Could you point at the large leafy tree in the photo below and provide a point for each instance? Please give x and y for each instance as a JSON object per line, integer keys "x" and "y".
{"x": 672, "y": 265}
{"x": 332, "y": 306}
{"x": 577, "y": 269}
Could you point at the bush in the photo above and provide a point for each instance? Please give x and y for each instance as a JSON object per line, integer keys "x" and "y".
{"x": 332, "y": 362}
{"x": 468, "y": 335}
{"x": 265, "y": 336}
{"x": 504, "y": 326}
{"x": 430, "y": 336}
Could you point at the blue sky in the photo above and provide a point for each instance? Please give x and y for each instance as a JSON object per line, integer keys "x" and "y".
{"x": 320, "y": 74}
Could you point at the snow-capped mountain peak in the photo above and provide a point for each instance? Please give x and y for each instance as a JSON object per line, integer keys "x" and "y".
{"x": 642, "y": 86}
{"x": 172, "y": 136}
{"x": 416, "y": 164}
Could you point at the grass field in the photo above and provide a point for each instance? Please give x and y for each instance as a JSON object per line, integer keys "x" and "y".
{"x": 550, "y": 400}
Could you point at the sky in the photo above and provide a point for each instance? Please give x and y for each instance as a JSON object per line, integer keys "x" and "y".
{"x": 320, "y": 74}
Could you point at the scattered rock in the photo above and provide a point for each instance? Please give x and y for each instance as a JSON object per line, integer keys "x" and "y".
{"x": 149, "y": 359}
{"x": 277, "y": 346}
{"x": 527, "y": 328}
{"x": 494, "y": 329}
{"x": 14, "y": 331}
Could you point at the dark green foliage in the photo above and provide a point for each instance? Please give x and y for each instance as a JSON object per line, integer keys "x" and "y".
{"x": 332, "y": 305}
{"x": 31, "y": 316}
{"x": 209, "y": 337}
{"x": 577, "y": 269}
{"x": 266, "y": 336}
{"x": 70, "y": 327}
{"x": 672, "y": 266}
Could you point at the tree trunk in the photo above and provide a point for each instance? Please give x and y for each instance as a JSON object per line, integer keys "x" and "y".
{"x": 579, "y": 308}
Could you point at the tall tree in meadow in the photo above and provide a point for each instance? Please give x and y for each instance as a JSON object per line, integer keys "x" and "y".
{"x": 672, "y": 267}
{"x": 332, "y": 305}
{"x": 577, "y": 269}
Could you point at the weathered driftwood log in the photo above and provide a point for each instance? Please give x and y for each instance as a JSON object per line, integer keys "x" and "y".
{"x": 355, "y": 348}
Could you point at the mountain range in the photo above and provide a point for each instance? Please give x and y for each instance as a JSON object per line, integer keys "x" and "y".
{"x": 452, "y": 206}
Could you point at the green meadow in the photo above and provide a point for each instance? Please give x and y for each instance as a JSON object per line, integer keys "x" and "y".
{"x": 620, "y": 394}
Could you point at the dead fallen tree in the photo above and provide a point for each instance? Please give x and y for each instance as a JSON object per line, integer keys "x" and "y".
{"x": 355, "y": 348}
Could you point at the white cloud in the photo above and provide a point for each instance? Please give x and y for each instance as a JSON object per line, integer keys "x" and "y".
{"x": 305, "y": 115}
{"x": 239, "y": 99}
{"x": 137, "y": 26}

● Exercise directions
Working from the material above, retype it in its entirety without change.

● Solved exercise
Could you point at the large leafy tree in the photo below and provide a point for each instance? Please give x and y for each instance as a JSON object per line, integer keys "x" and "y".
{"x": 672, "y": 265}
{"x": 332, "y": 306}
{"x": 577, "y": 269}
Could you point at the bush in the photo above and provide a point for each instance? Please give x and y for each instance as a JSON object per line, integer keys "x" and "y".
{"x": 332, "y": 362}
{"x": 468, "y": 335}
{"x": 265, "y": 336}
{"x": 504, "y": 326}
{"x": 430, "y": 336}
Could you point at the blue sky in the photo above and provide a point for each instance? Please give x and y for each instance as a JSON object per line, integer keys "x" and "y".
{"x": 320, "y": 74}
Could you point at the snow-capped mountain peak in the photo above and provide a point for each instance? Please give x and y for each instance as a JSON object per line, integer keys "x" and "y".
{"x": 642, "y": 86}
{"x": 172, "y": 136}
{"x": 416, "y": 164}
Could you point at the grass field in the photo above and provide a point for each instance? Please give x and y for each instance as a JSON object per line, integer keys "x" and "y".
{"x": 550, "y": 400}
Could you point at the sky in the photo above and provide a point for each instance? Please give x and y for each instance as a JSON object per line, integer keys "x" and "y".
{"x": 320, "y": 74}
Could you point at the scattered rock in the photo above and provide a point for each instance? Please give x and y for each instance as a JSON object per line, integer keys "x" and "y".
{"x": 149, "y": 359}
{"x": 277, "y": 346}
{"x": 527, "y": 328}
{"x": 494, "y": 329}
{"x": 14, "y": 331}
Could you point at the dark green foliage in the photo above and provide a point for each instance? Please give x and y for each instance as a JSON object per line, integer keys "x" and "y".
{"x": 332, "y": 305}
{"x": 31, "y": 316}
{"x": 209, "y": 337}
{"x": 577, "y": 269}
{"x": 266, "y": 336}
{"x": 70, "y": 327}
{"x": 672, "y": 266}
Could you point at the tree trunk in the photo above and provide a point for each instance? Please give x and y for each instance as a JSON object per line, integer keys "x" and "y".
{"x": 579, "y": 308}
Could you point at the tall tree in meadow in the photo above and provide a point for each instance? Please give x and y for each instance as a JSON object per line, integer keys "x" and "y".
{"x": 672, "y": 267}
{"x": 332, "y": 305}
{"x": 577, "y": 269}
Could you point at the weathered driftwood log in the photo above and provide a point for each instance? Please give x and y for each instance as a JSON object per line, integer keys "x" and "y".
{"x": 355, "y": 348}
Could you point at the mountain range in the photo above and provide a point for each instance? Please give x and y for each instance as a JSON object per line, integer keys "x" and "y".
{"x": 452, "y": 206}
Could you point at the green meadow in the photo above and provide a point for each instance? Please give x and y for each instance as a JSON object per line, integer keys "x" and "y".
{"x": 620, "y": 394}
Could you point at the dead fallen tree in the photo above and provide a point for each instance? Please give x and y for each instance as a JSON object per line, integer keys "x" and "y".
{"x": 355, "y": 348}
Could you point at the white cloud in the photo above and provide a point for each instance? Please give x and y for each instance as a JSON object per line, integer keys "x" and "y".
{"x": 305, "y": 115}
{"x": 239, "y": 99}
{"x": 137, "y": 26}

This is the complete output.